Copy every line of these records word for word.

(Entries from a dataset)
····················
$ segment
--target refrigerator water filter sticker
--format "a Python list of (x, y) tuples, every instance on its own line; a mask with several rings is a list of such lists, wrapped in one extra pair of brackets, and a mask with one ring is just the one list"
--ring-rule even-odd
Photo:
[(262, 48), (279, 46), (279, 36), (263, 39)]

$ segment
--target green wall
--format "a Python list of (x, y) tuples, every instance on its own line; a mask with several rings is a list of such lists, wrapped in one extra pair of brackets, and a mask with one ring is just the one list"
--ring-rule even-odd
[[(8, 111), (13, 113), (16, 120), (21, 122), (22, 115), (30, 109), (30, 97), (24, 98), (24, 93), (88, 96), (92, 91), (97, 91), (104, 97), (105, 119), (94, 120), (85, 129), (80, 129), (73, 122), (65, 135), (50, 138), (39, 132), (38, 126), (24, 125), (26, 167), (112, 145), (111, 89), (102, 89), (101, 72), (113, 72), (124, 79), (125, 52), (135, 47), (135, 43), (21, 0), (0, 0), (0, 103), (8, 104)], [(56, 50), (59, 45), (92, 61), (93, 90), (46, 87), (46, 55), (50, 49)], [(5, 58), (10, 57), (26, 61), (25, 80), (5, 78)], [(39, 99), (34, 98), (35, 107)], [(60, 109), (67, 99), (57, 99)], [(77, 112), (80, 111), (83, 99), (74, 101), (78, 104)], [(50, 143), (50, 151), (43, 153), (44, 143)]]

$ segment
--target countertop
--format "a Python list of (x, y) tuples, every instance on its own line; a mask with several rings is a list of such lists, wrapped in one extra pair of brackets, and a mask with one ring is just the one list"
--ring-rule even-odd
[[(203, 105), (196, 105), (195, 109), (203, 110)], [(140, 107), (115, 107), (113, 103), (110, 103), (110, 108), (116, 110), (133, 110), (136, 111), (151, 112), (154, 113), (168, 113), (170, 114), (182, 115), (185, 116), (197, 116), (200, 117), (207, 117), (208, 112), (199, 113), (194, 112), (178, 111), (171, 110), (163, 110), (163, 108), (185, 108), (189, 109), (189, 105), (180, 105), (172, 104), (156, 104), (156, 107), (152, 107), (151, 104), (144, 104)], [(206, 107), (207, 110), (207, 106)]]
····················
▶ RESULT OF THIS EXERCISE:
$ segment
--target refrigerator water filter sticker
--format "a Python list of (x, y) tuples, every instance on its own line; a mask with several rings is a list of such lists, wrapped in one extra pair of brackets, and a mask with one ring is just the one list"
--ring-rule even-odd
Photo:
[(262, 48), (279, 46), (279, 36), (263, 39)]

$ segment
--target green wall
--format "a Python list of (x, y) tuples, every instance on its own line; a mask with several rings is a list of such lists, wrapped in one extra pair of brackets, and a mask with one ring is just the one list"
--ring-rule even-odd
[[(8, 111), (13, 113), (16, 120), (21, 122), (22, 115), (30, 109), (30, 97), (24, 98), (24, 93), (88, 96), (92, 91), (97, 91), (104, 97), (105, 119), (94, 120), (85, 129), (80, 129), (73, 122), (65, 135), (50, 138), (39, 132), (38, 126), (24, 125), (26, 167), (112, 145), (111, 89), (102, 89), (101, 72), (113, 72), (124, 79), (125, 52), (135, 47), (135, 43), (21, 0), (0, 0), (0, 103), (8, 104)], [(56, 50), (59, 45), (92, 61), (93, 90), (46, 87), (46, 55), (50, 49)], [(5, 58), (10, 57), (26, 61), (25, 80), (5, 78)], [(39, 99), (34, 98), (35, 107)], [(60, 109), (67, 99), (57, 99)], [(77, 112), (80, 111), (83, 99), (74, 101), (78, 104)], [(50, 143), (50, 151), (43, 153), (44, 143)]]

$ segment
--target countertop
--format "a Python list of (x, y) tuples, every instance on its own line; a mask with several rings is a list of such lists, wrapped in one extra pair of brackets, and a mask with one ring is just the one list"
--ring-rule even-odd
[[(203, 105), (196, 105), (195, 109), (203, 110)], [(140, 107), (115, 107), (113, 103), (110, 103), (110, 108), (116, 110), (133, 110), (136, 111), (151, 112), (154, 113), (168, 113), (170, 114), (182, 115), (185, 116), (197, 116), (200, 117), (207, 117), (208, 112), (199, 113), (194, 112), (178, 111), (171, 110), (163, 110), (163, 108), (185, 108), (189, 109), (189, 105), (180, 105), (172, 104), (156, 104), (156, 107), (152, 107), (151, 104), (144, 104)], [(206, 107), (207, 110), (207, 106)]]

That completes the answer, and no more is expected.